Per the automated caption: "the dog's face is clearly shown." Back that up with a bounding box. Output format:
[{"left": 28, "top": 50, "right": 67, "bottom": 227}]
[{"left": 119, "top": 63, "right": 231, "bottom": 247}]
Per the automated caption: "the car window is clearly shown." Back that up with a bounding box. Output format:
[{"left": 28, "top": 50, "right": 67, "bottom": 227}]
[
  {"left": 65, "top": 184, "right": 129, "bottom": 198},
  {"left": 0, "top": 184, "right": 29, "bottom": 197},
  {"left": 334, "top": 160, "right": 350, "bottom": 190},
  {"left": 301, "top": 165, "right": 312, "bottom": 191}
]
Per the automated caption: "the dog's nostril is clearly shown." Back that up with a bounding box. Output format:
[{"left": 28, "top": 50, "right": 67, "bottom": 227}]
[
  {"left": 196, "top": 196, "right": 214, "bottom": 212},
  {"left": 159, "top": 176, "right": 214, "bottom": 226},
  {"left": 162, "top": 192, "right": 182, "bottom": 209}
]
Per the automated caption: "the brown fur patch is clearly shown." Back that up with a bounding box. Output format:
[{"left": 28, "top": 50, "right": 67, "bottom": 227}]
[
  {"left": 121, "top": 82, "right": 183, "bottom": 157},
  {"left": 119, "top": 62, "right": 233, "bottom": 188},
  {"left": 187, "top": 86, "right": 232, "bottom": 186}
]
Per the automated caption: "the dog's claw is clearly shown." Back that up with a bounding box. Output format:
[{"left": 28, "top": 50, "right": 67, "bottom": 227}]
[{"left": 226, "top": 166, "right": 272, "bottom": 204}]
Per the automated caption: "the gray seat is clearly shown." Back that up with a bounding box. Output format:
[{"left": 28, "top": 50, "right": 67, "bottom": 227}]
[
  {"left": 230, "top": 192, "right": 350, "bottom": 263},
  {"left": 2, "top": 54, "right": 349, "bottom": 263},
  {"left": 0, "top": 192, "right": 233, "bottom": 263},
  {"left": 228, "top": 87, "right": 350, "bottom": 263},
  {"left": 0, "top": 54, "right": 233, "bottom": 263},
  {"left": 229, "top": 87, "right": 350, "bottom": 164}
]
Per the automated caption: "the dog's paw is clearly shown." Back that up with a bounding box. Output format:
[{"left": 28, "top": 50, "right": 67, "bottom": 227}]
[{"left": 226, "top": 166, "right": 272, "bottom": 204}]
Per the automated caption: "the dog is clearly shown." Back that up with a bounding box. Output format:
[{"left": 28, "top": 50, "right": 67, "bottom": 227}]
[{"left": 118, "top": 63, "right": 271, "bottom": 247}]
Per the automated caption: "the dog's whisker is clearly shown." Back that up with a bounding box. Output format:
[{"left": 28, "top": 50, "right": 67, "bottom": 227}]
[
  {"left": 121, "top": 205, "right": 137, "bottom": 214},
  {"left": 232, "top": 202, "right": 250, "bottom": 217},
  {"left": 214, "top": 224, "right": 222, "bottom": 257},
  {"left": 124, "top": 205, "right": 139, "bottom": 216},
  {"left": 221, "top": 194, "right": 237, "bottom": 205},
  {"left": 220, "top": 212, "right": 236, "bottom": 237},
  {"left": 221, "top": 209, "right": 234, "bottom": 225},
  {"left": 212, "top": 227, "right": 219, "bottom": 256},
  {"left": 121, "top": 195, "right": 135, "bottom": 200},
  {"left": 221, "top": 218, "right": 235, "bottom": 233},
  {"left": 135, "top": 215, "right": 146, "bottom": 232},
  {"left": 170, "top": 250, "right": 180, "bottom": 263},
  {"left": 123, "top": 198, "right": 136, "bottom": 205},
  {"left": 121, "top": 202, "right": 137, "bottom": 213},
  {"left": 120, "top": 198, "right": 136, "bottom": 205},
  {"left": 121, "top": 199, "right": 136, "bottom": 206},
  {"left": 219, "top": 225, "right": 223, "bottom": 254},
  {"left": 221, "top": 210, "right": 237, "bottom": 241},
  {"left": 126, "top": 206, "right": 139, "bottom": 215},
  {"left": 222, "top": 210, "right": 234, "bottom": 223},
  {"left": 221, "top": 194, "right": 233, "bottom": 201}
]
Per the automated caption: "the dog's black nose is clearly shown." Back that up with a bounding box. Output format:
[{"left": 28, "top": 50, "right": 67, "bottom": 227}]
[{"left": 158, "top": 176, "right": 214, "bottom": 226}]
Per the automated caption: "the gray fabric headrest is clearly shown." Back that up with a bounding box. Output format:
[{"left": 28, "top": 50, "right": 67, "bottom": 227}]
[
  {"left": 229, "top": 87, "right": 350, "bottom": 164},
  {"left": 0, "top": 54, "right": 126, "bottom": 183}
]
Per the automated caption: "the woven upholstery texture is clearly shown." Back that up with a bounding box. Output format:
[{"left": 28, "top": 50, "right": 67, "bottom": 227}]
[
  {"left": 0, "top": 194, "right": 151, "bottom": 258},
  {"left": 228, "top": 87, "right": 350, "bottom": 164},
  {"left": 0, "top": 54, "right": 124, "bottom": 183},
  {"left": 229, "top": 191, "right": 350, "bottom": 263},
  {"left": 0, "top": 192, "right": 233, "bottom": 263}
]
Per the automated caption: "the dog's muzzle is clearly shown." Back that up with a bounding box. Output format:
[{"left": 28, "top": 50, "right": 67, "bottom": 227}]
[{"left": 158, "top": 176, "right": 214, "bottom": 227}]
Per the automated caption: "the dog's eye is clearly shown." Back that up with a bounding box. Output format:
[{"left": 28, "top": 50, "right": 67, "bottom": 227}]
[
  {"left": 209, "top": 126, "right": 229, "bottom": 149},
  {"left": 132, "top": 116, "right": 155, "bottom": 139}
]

■ **Task goal**: Every entry must be duplicated exactly as it was written.

■ **Written solution**:
Per the automated caption: "the dog's face is clearly shown." Back that up with a bounding box. Output format:
[{"left": 28, "top": 50, "right": 67, "bottom": 227}]
[{"left": 119, "top": 63, "right": 231, "bottom": 247}]
Per the automated caption: "the car window is clearly shown." Back that up with a bounding box. Output format:
[{"left": 28, "top": 50, "right": 67, "bottom": 227}]
[
  {"left": 65, "top": 184, "right": 129, "bottom": 198},
  {"left": 0, "top": 184, "right": 29, "bottom": 197},
  {"left": 334, "top": 160, "right": 350, "bottom": 190},
  {"left": 301, "top": 165, "right": 312, "bottom": 191}
]
Per the automated caption: "the dog's nostril is clearly shown." Back that up with a bounding box. Output format:
[{"left": 28, "top": 50, "right": 67, "bottom": 227}]
[
  {"left": 196, "top": 196, "right": 214, "bottom": 212},
  {"left": 159, "top": 176, "right": 214, "bottom": 226},
  {"left": 162, "top": 192, "right": 182, "bottom": 209}
]
Per the automated caption: "the brown fur patch is clearly shown." Back that up with a bounding box. Output format:
[{"left": 28, "top": 50, "right": 67, "bottom": 227}]
[
  {"left": 121, "top": 82, "right": 183, "bottom": 157},
  {"left": 119, "top": 62, "right": 233, "bottom": 188},
  {"left": 187, "top": 86, "right": 232, "bottom": 186}
]
Per the automated caption: "the dog's claw is clearly shown." Back that up with a bounding box. Output format:
[{"left": 28, "top": 50, "right": 67, "bottom": 227}]
[{"left": 226, "top": 166, "right": 272, "bottom": 204}]
Per the automated caption: "the gray seat is clearly shown." Back that up with a bounding box. Output format:
[{"left": 28, "top": 50, "right": 67, "bottom": 227}]
[
  {"left": 230, "top": 192, "right": 350, "bottom": 263},
  {"left": 2, "top": 54, "right": 349, "bottom": 263},
  {"left": 0, "top": 192, "right": 233, "bottom": 263},
  {"left": 228, "top": 87, "right": 350, "bottom": 263},
  {"left": 0, "top": 54, "right": 233, "bottom": 263},
  {"left": 229, "top": 87, "right": 350, "bottom": 164}
]
Per the automated caption: "the dog's paw is clearly shown." Back that up with a bounding box. Output format:
[{"left": 28, "top": 50, "right": 67, "bottom": 227}]
[{"left": 226, "top": 166, "right": 272, "bottom": 204}]
Per the automated caption: "the dog is clearly shown." Back that up with a bounding box. Output format:
[{"left": 28, "top": 50, "right": 67, "bottom": 227}]
[{"left": 118, "top": 63, "right": 271, "bottom": 247}]
Per the automated caption: "the dog's whisker is clearly shown." Back that up with a bounding box. Output format:
[{"left": 28, "top": 50, "right": 67, "bottom": 227}]
[
  {"left": 121, "top": 205, "right": 137, "bottom": 214},
  {"left": 232, "top": 202, "right": 250, "bottom": 217},
  {"left": 214, "top": 224, "right": 222, "bottom": 257},
  {"left": 124, "top": 205, "right": 139, "bottom": 216},
  {"left": 221, "top": 194, "right": 237, "bottom": 205},
  {"left": 220, "top": 212, "right": 236, "bottom": 237},
  {"left": 221, "top": 209, "right": 234, "bottom": 225},
  {"left": 212, "top": 227, "right": 219, "bottom": 256},
  {"left": 121, "top": 195, "right": 135, "bottom": 200},
  {"left": 221, "top": 218, "right": 235, "bottom": 233},
  {"left": 135, "top": 215, "right": 146, "bottom": 232},
  {"left": 170, "top": 250, "right": 180, "bottom": 263},
  {"left": 123, "top": 198, "right": 136, "bottom": 205},
  {"left": 121, "top": 202, "right": 137, "bottom": 213},
  {"left": 120, "top": 198, "right": 136, "bottom": 205},
  {"left": 121, "top": 199, "right": 136, "bottom": 206},
  {"left": 219, "top": 225, "right": 223, "bottom": 254},
  {"left": 221, "top": 210, "right": 237, "bottom": 241},
  {"left": 126, "top": 206, "right": 139, "bottom": 215},
  {"left": 222, "top": 210, "right": 234, "bottom": 223},
  {"left": 221, "top": 194, "right": 233, "bottom": 201}
]
Per the automated caption: "the dog's black nose is clearly shown." Back that up with a bounding box. Output format:
[{"left": 28, "top": 50, "right": 67, "bottom": 227}]
[{"left": 158, "top": 176, "right": 214, "bottom": 226}]
Per the automated caption: "the gray fabric headrest is clearly shown." Back that up with a bounding box. Output format:
[{"left": 28, "top": 50, "right": 67, "bottom": 227}]
[
  {"left": 229, "top": 87, "right": 350, "bottom": 164},
  {"left": 0, "top": 54, "right": 126, "bottom": 183}
]
Per the automated caption: "the woven upholstery texture is clearly shown." Back that up with a bounding box. Output format:
[{"left": 28, "top": 50, "right": 67, "bottom": 227}]
[
  {"left": 0, "top": 194, "right": 151, "bottom": 258},
  {"left": 228, "top": 87, "right": 350, "bottom": 164},
  {"left": 0, "top": 54, "right": 124, "bottom": 183},
  {"left": 229, "top": 191, "right": 350, "bottom": 263},
  {"left": 0, "top": 192, "right": 233, "bottom": 263}
]
Per the automated caption: "the dog's muzzle is clearly shown." Back that up with a bounding box. Output format:
[{"left": 28, "top": 50, "right": 67, "bottom": 227}]
[{"left": 158, "top": 176, "right": 214, "bottom": 227}]
Per the automated caption: "the dog's eye is clearly shown." Back that up with a bounding box. Output format:
[{"left": 28, "top": 50, "right": 67, "bottom": 227}]
[
  {"left": 209, "top": 126, "right": 229, "bottom": 149},
  {"left": 132, "top": 116, "right": 155, "bottom": 139}
]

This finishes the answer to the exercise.